INSTRUCTIONS TO FOLLOW: Restate word for word the lines from the one containing "the boxer's leg." through the end of the listing below, with both ends included.

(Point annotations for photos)
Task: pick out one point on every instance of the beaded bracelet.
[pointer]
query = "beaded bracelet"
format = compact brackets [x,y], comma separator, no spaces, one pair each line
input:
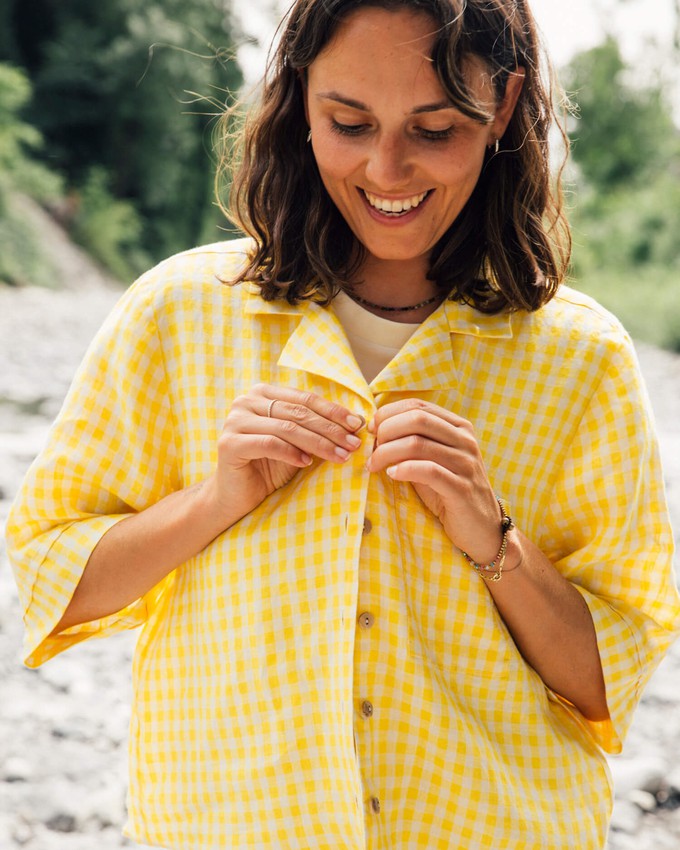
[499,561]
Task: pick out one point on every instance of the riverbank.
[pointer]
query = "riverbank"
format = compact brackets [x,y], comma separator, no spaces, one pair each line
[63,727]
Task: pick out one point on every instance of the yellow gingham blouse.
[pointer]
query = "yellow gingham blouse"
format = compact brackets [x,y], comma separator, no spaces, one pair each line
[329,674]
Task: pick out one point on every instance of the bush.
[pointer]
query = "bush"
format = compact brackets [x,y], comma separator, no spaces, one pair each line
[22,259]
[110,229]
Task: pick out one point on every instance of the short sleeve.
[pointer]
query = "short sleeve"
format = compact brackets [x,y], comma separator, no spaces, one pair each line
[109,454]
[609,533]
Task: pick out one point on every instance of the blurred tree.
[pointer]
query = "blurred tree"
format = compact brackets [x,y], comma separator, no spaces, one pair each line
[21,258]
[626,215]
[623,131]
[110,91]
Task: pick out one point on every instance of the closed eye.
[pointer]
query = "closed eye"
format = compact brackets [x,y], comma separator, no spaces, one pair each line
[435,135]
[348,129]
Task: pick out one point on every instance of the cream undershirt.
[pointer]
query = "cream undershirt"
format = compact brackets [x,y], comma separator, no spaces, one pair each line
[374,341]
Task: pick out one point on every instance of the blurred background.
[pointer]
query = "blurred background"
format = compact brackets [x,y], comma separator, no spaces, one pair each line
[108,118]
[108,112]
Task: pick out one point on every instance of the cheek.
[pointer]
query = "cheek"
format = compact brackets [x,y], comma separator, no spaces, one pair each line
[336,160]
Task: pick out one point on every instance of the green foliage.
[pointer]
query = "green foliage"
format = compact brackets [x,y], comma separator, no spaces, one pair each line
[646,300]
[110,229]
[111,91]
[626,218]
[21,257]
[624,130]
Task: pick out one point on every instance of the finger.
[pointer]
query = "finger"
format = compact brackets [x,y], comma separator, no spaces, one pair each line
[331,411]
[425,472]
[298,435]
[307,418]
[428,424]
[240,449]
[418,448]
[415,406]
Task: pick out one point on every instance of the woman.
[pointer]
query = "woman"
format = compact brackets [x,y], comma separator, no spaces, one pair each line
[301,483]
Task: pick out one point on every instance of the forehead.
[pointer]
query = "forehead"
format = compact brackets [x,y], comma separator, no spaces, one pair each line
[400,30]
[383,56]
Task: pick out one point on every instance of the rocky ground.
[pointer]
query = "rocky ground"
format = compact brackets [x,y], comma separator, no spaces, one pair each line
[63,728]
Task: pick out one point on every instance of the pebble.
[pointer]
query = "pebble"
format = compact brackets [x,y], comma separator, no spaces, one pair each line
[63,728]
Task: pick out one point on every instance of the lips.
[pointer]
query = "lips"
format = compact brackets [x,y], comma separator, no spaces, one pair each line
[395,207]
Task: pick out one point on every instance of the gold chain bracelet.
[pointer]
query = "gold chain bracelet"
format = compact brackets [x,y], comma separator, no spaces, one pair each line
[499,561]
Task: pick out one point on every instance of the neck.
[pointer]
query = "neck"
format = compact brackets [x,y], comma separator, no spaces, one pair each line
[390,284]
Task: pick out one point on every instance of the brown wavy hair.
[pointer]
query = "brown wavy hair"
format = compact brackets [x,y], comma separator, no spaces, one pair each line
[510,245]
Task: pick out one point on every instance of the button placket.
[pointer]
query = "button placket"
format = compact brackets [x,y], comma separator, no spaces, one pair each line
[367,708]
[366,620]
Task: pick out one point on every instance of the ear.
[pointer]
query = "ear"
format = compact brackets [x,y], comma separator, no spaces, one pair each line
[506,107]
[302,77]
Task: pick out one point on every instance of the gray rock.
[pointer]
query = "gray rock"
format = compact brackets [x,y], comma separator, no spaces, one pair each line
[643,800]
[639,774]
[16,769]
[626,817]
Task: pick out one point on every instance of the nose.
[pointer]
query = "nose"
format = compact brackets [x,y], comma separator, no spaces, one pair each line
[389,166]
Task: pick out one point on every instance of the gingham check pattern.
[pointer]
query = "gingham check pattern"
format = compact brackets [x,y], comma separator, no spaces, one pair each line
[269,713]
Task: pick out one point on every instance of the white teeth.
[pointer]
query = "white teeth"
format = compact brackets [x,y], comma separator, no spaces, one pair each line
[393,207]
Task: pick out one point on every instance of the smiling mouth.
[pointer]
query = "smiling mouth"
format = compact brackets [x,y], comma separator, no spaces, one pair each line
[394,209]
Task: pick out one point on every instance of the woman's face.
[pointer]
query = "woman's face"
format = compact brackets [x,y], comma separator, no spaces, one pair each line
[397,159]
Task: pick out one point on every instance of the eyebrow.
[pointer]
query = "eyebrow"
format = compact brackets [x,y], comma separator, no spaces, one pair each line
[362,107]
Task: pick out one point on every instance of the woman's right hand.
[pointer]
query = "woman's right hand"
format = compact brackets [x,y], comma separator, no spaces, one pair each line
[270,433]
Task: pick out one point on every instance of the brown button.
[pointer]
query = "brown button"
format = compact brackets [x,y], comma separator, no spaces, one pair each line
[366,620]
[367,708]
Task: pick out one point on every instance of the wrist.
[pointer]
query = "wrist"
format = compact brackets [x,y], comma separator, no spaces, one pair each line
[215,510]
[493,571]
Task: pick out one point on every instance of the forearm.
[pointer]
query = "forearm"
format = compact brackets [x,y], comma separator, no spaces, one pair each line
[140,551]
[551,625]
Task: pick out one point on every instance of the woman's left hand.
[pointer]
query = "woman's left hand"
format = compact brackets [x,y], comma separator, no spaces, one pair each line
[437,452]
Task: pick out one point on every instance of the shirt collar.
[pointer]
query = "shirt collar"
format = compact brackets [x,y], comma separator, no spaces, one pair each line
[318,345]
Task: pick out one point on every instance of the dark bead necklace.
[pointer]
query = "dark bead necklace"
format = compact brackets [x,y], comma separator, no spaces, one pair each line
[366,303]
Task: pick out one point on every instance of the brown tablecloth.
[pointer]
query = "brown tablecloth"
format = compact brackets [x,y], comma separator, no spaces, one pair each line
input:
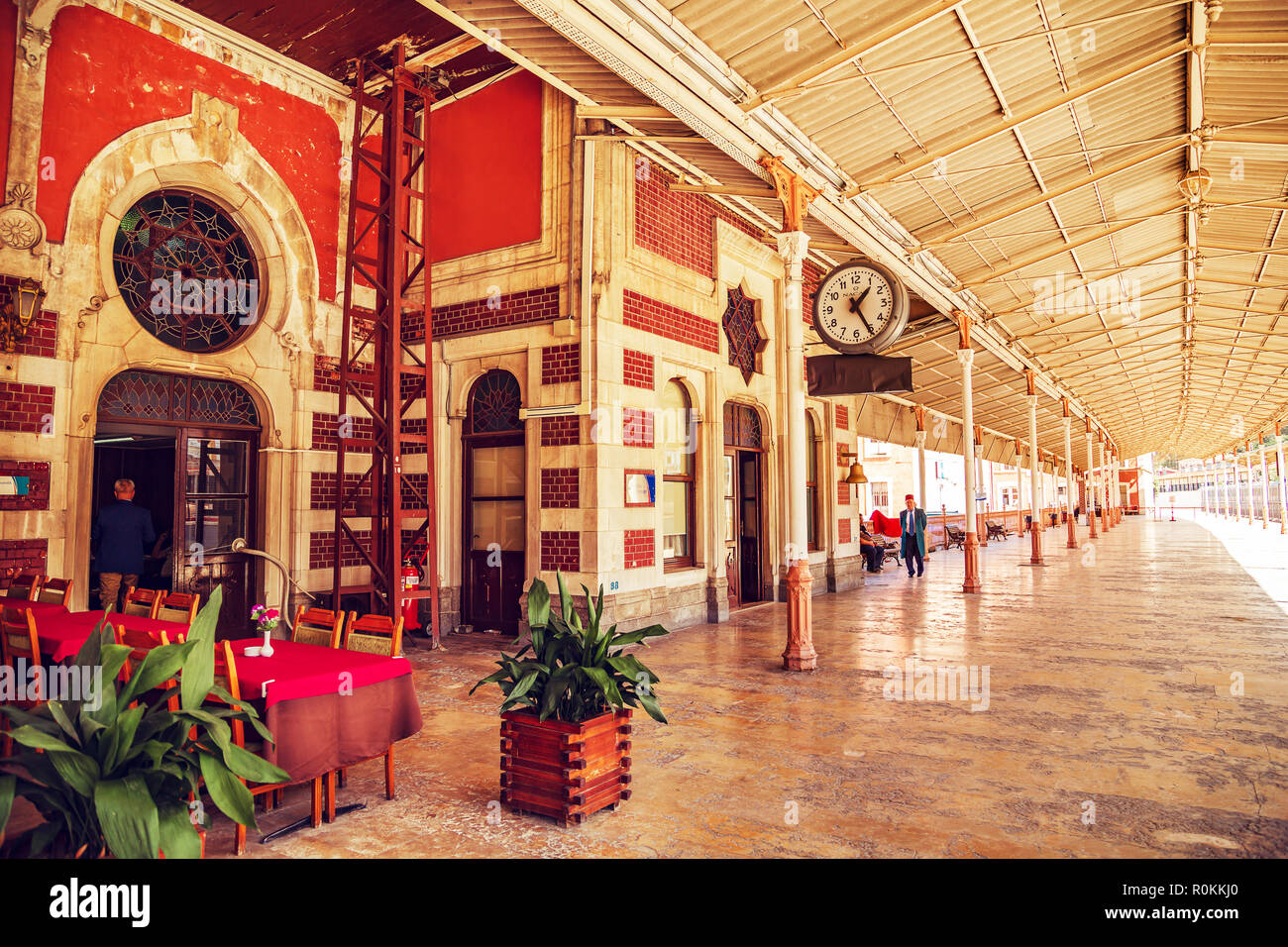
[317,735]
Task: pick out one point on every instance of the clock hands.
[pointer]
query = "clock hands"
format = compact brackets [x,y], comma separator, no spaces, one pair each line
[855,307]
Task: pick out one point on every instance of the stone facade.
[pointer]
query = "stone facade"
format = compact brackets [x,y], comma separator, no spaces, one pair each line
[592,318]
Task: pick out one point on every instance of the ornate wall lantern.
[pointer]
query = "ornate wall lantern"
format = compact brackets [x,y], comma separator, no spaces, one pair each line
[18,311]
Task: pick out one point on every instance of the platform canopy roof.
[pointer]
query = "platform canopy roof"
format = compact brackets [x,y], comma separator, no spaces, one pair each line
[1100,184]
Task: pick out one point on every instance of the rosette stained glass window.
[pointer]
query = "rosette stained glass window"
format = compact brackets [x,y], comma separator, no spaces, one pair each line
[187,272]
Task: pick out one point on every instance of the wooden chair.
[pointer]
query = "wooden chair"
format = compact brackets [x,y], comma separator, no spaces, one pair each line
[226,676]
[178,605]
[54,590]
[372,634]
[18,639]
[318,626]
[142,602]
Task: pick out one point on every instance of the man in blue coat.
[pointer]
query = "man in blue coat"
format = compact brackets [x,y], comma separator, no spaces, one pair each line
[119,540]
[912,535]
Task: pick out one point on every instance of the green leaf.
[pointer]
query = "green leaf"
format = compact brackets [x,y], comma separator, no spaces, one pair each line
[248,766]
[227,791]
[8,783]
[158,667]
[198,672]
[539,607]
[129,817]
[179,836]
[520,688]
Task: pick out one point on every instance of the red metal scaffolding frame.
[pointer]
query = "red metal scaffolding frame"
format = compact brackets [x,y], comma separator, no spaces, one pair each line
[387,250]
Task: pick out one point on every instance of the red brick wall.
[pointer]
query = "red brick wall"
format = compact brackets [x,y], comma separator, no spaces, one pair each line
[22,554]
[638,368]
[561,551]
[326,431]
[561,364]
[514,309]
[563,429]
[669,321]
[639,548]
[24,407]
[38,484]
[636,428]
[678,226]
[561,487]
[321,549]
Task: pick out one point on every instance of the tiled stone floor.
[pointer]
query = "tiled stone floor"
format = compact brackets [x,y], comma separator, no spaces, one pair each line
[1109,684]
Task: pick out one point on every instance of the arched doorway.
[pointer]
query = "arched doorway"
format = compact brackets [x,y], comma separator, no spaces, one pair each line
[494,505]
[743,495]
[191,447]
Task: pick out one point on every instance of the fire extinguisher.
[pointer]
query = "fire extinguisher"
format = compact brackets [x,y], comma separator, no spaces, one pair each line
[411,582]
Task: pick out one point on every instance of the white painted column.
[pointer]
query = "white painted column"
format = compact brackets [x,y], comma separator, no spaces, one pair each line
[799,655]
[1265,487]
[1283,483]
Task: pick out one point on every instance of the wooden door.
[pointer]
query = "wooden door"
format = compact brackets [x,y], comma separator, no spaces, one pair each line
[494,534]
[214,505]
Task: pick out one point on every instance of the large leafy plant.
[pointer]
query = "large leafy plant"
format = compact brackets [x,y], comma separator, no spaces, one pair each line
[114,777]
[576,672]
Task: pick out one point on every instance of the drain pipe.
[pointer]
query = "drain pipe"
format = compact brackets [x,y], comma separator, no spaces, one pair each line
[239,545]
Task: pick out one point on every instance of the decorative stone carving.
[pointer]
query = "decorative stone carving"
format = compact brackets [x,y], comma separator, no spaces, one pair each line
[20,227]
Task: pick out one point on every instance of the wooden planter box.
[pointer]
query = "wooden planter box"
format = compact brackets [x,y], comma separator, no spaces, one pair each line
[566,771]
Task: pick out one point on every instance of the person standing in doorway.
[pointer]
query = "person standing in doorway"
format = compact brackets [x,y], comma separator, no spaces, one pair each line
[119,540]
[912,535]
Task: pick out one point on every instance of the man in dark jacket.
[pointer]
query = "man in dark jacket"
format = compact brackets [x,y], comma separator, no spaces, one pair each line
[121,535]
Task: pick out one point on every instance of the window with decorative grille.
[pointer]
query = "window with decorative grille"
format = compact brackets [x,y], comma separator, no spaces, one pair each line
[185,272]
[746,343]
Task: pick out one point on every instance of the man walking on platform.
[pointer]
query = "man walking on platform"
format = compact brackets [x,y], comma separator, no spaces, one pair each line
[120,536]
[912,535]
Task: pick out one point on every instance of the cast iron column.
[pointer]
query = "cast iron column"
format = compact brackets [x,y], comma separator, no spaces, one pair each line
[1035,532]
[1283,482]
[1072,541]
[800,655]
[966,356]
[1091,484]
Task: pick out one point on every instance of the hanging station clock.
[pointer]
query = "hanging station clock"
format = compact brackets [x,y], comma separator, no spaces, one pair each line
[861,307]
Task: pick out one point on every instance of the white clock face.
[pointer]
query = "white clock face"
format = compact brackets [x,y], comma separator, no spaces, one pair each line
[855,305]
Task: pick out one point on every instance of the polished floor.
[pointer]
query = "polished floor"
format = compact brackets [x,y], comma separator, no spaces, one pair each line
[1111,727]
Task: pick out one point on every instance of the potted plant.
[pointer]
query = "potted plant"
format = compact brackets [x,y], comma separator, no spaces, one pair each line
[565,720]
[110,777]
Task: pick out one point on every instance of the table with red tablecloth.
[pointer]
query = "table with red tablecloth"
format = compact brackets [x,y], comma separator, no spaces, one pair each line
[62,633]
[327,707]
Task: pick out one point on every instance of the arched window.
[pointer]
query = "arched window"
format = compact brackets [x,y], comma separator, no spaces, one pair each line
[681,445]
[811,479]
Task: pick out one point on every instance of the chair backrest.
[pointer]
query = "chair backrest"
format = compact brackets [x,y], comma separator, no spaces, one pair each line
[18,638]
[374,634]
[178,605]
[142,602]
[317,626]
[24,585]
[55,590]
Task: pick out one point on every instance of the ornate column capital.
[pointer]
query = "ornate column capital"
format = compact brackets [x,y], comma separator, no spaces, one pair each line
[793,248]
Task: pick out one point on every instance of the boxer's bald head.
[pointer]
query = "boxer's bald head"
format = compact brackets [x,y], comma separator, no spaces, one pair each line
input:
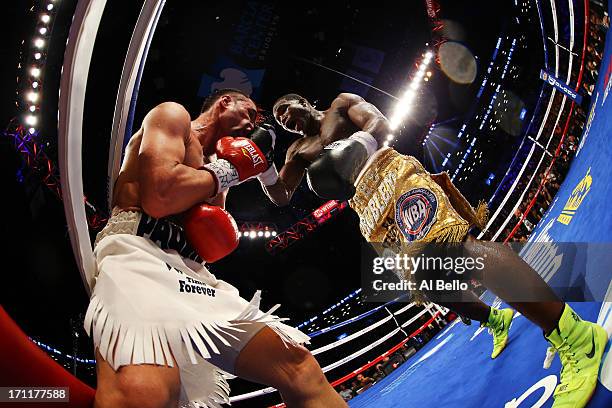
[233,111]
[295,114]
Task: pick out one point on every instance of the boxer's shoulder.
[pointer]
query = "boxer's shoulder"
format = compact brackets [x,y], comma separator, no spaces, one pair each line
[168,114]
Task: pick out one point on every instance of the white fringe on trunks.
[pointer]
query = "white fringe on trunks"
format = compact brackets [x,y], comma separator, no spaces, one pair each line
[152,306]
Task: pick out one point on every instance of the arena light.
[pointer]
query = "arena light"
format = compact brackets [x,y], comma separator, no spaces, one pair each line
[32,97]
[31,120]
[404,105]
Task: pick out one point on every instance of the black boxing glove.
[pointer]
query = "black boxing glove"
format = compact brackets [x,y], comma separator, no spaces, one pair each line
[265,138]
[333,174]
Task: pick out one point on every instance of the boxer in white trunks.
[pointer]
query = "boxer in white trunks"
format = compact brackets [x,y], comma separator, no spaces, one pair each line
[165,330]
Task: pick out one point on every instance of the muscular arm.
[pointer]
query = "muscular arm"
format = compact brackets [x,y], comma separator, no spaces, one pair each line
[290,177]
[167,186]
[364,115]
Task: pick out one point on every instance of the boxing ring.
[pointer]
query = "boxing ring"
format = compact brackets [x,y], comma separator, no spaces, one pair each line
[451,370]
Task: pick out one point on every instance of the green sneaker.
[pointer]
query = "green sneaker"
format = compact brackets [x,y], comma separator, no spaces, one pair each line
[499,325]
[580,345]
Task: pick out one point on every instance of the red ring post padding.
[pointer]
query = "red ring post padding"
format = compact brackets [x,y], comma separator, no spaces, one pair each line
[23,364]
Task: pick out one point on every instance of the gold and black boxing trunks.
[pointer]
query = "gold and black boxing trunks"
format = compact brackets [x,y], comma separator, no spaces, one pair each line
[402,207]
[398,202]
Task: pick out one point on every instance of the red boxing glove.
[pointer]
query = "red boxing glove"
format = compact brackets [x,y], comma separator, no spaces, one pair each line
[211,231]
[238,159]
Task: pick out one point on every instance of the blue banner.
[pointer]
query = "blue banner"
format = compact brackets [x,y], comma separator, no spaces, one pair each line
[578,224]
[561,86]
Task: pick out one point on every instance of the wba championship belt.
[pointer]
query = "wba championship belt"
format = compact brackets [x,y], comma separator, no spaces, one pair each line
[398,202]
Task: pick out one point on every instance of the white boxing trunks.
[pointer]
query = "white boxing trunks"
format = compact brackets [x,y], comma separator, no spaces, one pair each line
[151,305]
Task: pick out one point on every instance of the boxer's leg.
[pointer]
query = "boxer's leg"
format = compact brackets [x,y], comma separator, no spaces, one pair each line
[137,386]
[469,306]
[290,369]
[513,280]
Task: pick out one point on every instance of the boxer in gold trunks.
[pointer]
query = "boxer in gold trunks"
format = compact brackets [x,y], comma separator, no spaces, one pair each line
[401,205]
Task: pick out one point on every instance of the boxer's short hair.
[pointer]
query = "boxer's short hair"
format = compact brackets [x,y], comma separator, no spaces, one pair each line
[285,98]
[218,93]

SOLUTION TO THIS TASK:
Task: pick out one point on every instance of the boxer's leg.
[pointer]
query = "boxer's leg"
format = compact brackets [x,y], comma separator, no spaces, one pair each line
[137,386]
[469,306]
[290,369]
[513,280]
Task: pick out one point on every instance of the boxer in gold trunks.
[pointer]
query = "boxer in gold trunks"
format = compact brackets [x,y], comma separator, no spaces, one pair each line
[401,205]
Task: pick out one point on every instance of the boxer's short hair.
[pointer]
query = "boxer's short hair"
format = compact brackets [x,y], comma separator, no spaces, one pair each line
[285,98]
[218,93]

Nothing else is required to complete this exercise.